Challenge:
Scale the records below by copying every line, requests included, and multiplying each point coordinate in the answers by 2.15, rounding to whole numbers with halves going up. Apply this to all of the records.
━━━━━ Exercise materials
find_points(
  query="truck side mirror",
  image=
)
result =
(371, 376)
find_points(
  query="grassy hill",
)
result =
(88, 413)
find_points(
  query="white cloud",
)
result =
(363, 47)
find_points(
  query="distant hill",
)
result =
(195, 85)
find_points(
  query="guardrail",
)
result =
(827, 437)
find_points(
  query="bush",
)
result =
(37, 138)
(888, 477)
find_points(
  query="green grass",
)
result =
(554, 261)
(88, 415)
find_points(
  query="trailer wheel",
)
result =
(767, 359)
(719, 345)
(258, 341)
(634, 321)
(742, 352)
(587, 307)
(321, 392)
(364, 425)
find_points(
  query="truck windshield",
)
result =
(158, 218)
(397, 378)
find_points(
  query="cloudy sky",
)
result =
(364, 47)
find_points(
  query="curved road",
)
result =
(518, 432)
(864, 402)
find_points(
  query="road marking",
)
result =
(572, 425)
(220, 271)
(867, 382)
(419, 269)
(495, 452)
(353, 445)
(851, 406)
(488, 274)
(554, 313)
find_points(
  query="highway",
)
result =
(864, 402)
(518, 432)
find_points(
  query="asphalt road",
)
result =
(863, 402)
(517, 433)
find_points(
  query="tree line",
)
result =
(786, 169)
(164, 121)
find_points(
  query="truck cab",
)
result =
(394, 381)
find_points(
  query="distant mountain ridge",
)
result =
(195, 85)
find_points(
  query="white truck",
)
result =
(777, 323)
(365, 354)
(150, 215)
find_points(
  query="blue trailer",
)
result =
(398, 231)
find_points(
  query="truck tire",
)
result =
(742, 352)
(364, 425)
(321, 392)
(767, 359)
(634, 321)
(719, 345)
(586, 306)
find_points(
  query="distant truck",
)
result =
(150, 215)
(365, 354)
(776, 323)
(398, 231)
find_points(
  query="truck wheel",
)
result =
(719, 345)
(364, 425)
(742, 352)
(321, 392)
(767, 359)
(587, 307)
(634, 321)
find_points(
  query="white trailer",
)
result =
━━━━━━━━━━
Solution for this problem:
find_points(
  query="truck side mirror",
  image=
)
result =
(798, 808)
find_points(
  query="grassy hill",
)
result =
(189, 888)
find_points(
  query="white cloud",
)
result =
(780, 101)
find_points(
  query="distant hill",
)
result =
(419, 183)
find_points(
  query="guardrail",
)
result =
(1778, 940)
find_points(
  query="bush",
)
result =
(80, 297)
(1909, 1026)
find_points(
  query="green grass",
)
result =
(1191, 561)
(189, 892)
find_points(
  query="trailer wheel",
)
result =
(1649, 772)
(1546, 742)
(555, 733)
(1363, 690)
(1595, 757)
(1262, 660)
(690, 843)
(783, 914)
find_points(
  query="truck windshield",
)
result =
(340, 469)
(854, 813)
find_points(
  query="cloudy sky",
)
result =
(783, 101)
find_points(
  query="curved road",
)
result =
(1114, 929)
(1858, 864)
find_points(
  query="road marking",
)
result =
(1230, 914)
(473, 583)
(1864, 821)
(901, 578)
(1064, 972)
(759, 957)
(1830, 873)
(1049, 589)
(1191, 673)
find_points(
  query="highway",
)
result =
(1858, 864)
(1114, 929)
find_points(
  query="asphalt road",
)
result =
(1855, 864)
(1112, 931)
find_points(
  query="tree line",
)
result =
(1690, 363)
(353, 260)
find_points(
  query="truck cab",
)
result =
(847, 819)
find_points(
  query="distant mountain ridge",
)
result =
(419, 183)
find_points(
  query="white truck",
)
result =
(1671, 694)
(785, 761)
(323, 462)
find_points(
  query="blue trailer",
)
result =
(856, 497)
find_points(
  query="truck tire",
)
result =
(1595, 757)
(783, 914)
(690, 843)
(1649, 772)
(1363, 690)
(1546, 742)
(1260, 658)
find_points(
  query="distant truck",
)
result =
(323, 462)
(785, 761)
(1668, 694)
(856, 497)
find_points(
  query="truck wheel",
)
result =
(1546, 742)
(783, 914)
(1595, 757)
(690, 843)
(1649, 772)
(1262, 660)
(1363, 690)
find_points(
  query="white trailer",
)
result =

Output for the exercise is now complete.